**To do**
Which lines of the listing below contain the string "target", with case mattering? Pick out each such line and copy it whole.

**Data provided**
※ ※ ※
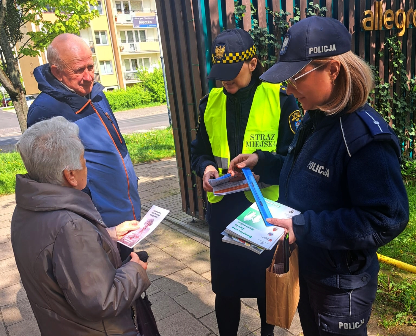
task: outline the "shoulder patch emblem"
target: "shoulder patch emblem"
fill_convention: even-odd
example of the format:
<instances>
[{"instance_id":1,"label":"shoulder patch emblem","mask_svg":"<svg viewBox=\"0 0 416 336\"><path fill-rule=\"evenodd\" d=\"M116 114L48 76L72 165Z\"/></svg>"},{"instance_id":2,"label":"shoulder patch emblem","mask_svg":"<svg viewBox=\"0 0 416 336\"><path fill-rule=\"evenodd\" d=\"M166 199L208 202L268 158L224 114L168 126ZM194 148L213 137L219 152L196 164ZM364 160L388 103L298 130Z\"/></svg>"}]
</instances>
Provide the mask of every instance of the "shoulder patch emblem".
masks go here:
<instances>
[{"instance_id":1,"label":"shoulder patch emblem","mask_svg":"<svg viewBox=\"0 0 416 336\"><path fill-rule=\"evenodd\" d=\"M218 60L220 60L223 57L225 53L225 44L218 44L215 47L215 58Z\"/></svg>"},{"instance_id":2,"label":"shoulder patch emblem","mask_svg":"<svg viewBox=\"0 0 416 336\"><path fill-rule=\"evenodd\" d=\"M290 41L290 35L287 34L285 35L285 37L283 37L283 42L282 44L282 47L280 48L280 55L283 55L286 53L286 50L287 49L287 46L289 45L289 42Z\"/></svg>"},{"instance_id":3,"label":"shoulder patch emblem","mask_svg":"<svg viewBox=\"0 0 416 336\"><path fill-rule=\"evenodd\" d=\"M290 130L293 132L293 134L296 132L296 130L299 128L302 121L302 118L300 110L297 110L296 111L294 111L289 114L289 125L290 127Z\"/></svg>"}]
</instances>

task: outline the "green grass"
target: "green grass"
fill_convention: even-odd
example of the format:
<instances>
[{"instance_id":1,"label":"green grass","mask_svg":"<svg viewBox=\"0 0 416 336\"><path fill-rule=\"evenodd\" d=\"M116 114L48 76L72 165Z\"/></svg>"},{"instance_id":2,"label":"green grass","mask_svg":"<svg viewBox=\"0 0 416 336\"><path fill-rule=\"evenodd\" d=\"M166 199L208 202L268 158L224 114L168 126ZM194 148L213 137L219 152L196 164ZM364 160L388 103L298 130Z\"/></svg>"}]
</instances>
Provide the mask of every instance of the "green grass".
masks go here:
<instances>
[{"instance_id":1,"label":"green grass","mask_svg":"<svg viewBox=\"0 0 416 336\"><path fill-rule=\"evenodd\" d=\"M161 105L166 105L166 103L161 103L159 102L151 102L148 104L142 104L140 105L138 105L136 107L134 107L134 109L132 109L131 107L128 107L125 109L121 109L121 110L117 110L116 111L113 110L113 112L114 113L116 112L121 112L123 111L129 111L131 110L135 110L136 109L143 109L146 107L153 107L154 106L160 106Z\"/></svg>"},{"instance_id":2,"label":"green grass","mask_svg":"<svg viewBox=\"0 0 416 336\"><path fill-rule=\"evenodd\" d=\"M16 174L26 172L18 153L0 152L0 195L13 194L16 185Z\"/></svg>"},{"instance_id":3,"label":"green grass","mask_svg":"<svg viewBox=\"0 0 416 336\"><path fill-rule=\"evenodd\" d=\"M171 128L123 136L133 164L175 156ZM16 174L26 172L18 153L0 151L0 196L13 194L16 185Z\"/></svg>"},{"instance_id":4,"label":"green grass","mask_svg":"<svg viewBox=\"0 0 416 336\"><path fill-rule=\"evenodd\" d=\"M134 164L175 156L171 127L123 137Z\"/></svg>"}]
</instances>

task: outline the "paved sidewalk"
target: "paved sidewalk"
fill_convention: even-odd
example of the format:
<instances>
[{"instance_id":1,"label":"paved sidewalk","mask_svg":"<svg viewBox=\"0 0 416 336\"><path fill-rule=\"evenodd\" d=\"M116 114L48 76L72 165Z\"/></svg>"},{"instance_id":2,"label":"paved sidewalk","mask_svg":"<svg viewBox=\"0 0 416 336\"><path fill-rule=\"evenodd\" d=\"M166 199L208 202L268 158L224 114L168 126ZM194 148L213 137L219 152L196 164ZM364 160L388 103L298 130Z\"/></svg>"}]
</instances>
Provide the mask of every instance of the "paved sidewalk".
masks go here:
<instances>
[{"instance_id":1,"label":"paved sidewalk","mask_svg":"<svg viewBox=\"0 0 416 336\"><path fill-rule=\"evenodd\" d=\"M218 330L211 289L206 223L181 211L174 159L135 166L142 212L152 205L171 210L167 219L135 249L149 254L147 291L162 336L214 336ZM10 242L15 195L0 197L0 336L38 336L40 333L16 269ZM255 299L241 301L238 336L260 335ZM276 327L275 336L297 336L295 316L290 331Z\"/></svg>"}]
</instances>

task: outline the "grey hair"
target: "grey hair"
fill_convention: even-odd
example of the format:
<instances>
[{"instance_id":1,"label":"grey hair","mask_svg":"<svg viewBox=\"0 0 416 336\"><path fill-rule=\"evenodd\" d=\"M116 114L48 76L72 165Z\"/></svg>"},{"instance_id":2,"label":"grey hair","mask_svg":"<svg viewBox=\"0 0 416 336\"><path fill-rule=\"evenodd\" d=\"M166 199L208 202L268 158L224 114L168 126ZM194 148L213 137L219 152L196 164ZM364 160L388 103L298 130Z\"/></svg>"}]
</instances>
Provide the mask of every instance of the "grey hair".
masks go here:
※ ※ ※
**Problem solution**
target: "shoulder patch emblem"
target: "green grass"
target: "paved sidewalk"
target: "grey hair"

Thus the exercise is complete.